— start Data shown —
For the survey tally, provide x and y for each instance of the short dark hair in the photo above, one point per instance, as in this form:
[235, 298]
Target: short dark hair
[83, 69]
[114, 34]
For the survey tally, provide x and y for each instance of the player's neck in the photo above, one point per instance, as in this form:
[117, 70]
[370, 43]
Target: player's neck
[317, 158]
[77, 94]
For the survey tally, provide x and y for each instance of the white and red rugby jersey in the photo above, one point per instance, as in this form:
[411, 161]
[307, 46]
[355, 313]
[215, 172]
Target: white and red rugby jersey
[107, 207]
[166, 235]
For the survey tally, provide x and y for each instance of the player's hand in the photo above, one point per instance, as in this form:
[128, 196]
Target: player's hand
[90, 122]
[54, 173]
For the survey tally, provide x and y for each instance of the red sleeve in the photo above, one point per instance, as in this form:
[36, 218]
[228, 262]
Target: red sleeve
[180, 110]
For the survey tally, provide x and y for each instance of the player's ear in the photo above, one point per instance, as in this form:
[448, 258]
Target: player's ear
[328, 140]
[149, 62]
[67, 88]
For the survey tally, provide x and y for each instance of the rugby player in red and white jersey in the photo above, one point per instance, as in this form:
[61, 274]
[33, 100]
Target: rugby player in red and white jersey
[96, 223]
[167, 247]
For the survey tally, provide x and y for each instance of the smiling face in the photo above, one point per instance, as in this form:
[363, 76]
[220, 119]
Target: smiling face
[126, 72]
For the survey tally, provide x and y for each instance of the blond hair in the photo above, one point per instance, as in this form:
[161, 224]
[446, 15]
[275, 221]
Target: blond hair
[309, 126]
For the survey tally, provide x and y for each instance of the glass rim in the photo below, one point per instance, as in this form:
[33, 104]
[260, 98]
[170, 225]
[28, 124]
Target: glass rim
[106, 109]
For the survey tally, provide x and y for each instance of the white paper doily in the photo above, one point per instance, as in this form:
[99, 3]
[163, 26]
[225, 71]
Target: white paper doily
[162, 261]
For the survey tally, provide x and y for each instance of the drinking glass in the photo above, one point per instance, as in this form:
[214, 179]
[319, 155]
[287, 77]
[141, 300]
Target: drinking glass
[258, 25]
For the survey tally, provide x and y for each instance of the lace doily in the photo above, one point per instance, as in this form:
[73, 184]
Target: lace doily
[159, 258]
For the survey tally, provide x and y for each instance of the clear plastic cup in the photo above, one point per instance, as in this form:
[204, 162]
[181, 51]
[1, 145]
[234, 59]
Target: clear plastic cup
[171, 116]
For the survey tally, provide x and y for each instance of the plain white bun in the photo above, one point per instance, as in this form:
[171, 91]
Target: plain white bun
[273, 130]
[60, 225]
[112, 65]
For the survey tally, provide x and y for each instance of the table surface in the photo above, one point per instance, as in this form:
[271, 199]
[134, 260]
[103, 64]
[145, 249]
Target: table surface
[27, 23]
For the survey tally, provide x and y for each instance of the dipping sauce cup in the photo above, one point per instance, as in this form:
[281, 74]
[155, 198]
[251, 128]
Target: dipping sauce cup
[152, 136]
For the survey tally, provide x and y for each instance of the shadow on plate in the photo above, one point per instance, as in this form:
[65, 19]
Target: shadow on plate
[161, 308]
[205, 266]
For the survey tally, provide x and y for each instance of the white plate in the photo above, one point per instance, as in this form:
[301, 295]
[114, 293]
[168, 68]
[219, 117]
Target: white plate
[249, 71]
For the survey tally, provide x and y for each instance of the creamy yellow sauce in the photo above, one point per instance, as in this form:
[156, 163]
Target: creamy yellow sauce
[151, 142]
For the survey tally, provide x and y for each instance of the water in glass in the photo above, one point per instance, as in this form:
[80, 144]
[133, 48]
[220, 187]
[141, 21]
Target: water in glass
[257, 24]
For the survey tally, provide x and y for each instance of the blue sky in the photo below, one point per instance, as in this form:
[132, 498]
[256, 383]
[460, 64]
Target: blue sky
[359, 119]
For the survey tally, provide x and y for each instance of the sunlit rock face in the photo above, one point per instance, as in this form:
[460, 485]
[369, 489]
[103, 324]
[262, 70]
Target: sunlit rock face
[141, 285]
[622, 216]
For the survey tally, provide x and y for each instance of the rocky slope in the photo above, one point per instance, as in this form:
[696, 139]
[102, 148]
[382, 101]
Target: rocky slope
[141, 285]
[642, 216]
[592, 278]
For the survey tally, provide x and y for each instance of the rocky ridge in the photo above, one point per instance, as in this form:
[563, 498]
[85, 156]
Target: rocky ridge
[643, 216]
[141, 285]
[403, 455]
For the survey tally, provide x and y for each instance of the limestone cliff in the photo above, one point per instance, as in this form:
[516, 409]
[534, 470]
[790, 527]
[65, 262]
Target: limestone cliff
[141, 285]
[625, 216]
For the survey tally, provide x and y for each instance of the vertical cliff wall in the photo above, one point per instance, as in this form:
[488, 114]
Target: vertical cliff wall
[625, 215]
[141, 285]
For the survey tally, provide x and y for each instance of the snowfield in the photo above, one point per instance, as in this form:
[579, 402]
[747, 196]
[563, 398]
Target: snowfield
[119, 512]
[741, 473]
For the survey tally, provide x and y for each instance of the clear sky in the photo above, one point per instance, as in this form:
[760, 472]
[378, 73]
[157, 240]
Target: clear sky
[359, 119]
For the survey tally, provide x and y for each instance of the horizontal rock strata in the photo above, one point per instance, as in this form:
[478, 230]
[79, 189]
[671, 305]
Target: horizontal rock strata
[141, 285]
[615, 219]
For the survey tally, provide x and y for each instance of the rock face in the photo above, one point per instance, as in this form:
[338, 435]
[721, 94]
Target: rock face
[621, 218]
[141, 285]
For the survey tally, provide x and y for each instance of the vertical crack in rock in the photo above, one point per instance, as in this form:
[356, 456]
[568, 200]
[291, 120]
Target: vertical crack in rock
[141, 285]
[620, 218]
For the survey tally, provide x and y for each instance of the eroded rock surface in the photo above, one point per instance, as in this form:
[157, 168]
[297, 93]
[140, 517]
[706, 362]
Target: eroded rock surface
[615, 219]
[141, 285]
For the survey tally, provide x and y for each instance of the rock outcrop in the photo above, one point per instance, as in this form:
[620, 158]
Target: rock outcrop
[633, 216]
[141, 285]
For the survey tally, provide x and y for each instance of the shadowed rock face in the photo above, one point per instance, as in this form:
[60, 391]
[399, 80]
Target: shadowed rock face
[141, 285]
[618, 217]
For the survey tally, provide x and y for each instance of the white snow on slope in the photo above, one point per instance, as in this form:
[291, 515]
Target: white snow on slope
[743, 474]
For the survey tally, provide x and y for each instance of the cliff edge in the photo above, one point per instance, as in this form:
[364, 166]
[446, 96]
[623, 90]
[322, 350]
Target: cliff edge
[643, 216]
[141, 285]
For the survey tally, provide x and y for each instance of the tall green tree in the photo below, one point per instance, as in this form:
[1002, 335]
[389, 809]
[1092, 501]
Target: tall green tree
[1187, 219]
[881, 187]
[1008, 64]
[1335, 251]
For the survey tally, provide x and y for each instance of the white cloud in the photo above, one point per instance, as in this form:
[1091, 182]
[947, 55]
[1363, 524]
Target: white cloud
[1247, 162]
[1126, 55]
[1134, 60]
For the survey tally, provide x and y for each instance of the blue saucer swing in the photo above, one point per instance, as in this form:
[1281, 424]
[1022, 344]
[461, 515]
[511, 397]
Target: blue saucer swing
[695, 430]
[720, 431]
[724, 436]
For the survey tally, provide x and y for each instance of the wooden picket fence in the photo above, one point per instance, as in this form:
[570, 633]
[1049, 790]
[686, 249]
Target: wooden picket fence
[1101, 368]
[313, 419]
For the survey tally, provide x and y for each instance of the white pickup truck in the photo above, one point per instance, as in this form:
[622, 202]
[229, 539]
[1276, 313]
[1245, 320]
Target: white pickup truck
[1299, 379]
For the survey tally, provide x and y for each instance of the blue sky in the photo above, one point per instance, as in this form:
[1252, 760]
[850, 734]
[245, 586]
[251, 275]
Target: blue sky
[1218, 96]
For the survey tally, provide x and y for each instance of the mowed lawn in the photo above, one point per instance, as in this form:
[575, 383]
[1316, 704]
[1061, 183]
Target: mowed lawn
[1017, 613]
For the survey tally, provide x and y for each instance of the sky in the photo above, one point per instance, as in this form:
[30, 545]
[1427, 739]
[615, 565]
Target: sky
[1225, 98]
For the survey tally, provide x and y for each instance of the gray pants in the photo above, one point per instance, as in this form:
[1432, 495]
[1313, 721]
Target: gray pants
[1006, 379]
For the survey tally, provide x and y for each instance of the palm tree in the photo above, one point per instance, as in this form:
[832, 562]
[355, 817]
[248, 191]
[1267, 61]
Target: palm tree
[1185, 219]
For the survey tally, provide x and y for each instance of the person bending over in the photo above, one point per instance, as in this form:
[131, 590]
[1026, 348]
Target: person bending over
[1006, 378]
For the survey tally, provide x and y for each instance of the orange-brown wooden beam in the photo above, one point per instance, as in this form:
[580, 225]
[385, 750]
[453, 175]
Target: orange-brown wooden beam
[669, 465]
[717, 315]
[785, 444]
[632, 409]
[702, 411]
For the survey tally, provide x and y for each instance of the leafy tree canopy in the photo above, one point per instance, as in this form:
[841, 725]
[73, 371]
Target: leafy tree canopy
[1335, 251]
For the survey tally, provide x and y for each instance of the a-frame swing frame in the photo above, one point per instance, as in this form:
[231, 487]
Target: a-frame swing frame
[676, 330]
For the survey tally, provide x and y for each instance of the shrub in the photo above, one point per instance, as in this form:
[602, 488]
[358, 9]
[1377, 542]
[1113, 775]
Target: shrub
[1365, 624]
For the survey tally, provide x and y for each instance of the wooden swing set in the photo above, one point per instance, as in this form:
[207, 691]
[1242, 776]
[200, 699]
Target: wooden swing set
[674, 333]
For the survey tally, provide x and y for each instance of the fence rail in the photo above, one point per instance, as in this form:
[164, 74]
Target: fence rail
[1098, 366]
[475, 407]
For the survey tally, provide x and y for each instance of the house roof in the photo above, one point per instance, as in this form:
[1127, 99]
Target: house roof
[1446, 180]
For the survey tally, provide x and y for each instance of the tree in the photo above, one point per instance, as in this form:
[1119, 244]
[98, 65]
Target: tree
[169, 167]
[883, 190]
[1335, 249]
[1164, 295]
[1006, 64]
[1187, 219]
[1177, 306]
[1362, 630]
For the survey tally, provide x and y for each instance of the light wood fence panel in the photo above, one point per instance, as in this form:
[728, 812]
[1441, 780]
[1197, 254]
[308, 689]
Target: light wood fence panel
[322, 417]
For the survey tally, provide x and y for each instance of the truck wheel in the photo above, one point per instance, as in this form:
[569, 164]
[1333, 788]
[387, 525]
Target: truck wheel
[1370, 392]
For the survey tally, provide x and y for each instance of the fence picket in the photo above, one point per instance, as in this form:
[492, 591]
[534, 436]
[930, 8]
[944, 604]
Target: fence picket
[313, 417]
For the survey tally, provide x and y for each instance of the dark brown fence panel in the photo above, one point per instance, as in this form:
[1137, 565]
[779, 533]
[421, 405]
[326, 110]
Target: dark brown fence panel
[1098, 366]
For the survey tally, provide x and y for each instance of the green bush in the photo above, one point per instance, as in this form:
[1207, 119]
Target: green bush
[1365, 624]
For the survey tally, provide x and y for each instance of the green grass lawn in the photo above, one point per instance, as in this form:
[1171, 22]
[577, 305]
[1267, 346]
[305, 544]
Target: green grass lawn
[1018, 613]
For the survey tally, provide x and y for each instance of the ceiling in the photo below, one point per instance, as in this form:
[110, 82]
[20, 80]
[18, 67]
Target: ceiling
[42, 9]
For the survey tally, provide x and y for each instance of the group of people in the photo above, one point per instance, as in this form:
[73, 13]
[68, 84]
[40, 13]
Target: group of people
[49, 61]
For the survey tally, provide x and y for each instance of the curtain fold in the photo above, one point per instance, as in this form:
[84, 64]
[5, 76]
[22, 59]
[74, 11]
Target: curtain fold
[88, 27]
— end Data shown —
Aim of the exercise: Add 106 to each number in the answer coordinates, meaning the points listed after each "Target" line, and write out every line from the one containing "the green bush" up to and including the last line of the records, requests included. Leave the sample coordinates in the requests unchanged.

Complete response:
For the survey tally, provide x and y for each instance of the green bush in the photo above, one point per instance, as in this form:
[1207, 119]
Target: green bush
[1471, 730]
For the survey tally, provide x and y for each instance of the green grass lawn in the photo above, one point per instance, as in this form:
[1171, 22]
[577, 305]
[1267, 346]
[305, 544]
Target: green grass lawn
[1124, 719]
For the survey tally, provide x and y for each instance of the ceiling in the photo below, one point per instance, as in this form:
[110, 82]
[20, 80]
[18, 67]
Target: ceiling
[148, 115]
For the survey tally, provide x and y for each instance of the group of people in the photo above, one point per instance, as in this form:
[73, 13]
[68, 84]
[40, 13]
Target: group of people
[155, 167]
For the survey tally, provide x and y for each instance of the curtain fold in the photo above, one point per instance, as in this form:
[84, 64]
[5, 76]
[22, 59]
[74, 11]
Target: curtain fold
[194, 133]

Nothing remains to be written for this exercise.